▸ INPUT FOR THIS TASK:
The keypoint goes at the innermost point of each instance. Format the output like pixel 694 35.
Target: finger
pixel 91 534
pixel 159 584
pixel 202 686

==

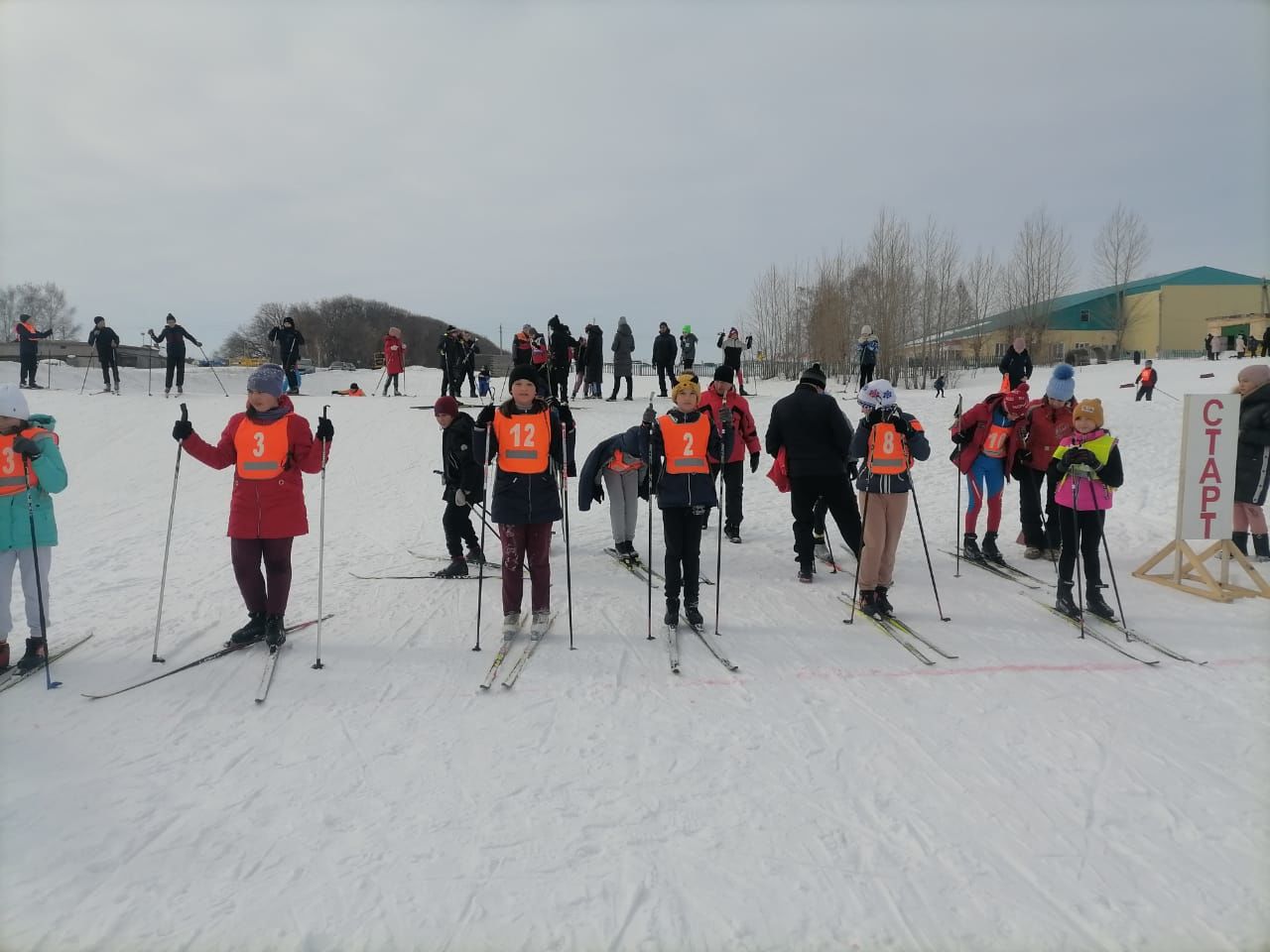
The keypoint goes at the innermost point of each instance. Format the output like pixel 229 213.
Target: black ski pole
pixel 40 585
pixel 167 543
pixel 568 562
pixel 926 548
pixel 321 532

▸ GOAL OF THE EXERCISE: Your answer should be the lines of the records that include the word "each".

▸ ANSWER BOX:
The keypoint goes at the innermost point of each instance. Format the output like pixel 694 35.
The keypoint goes at the innermost point of each instance. Format the output like pixel 229 213.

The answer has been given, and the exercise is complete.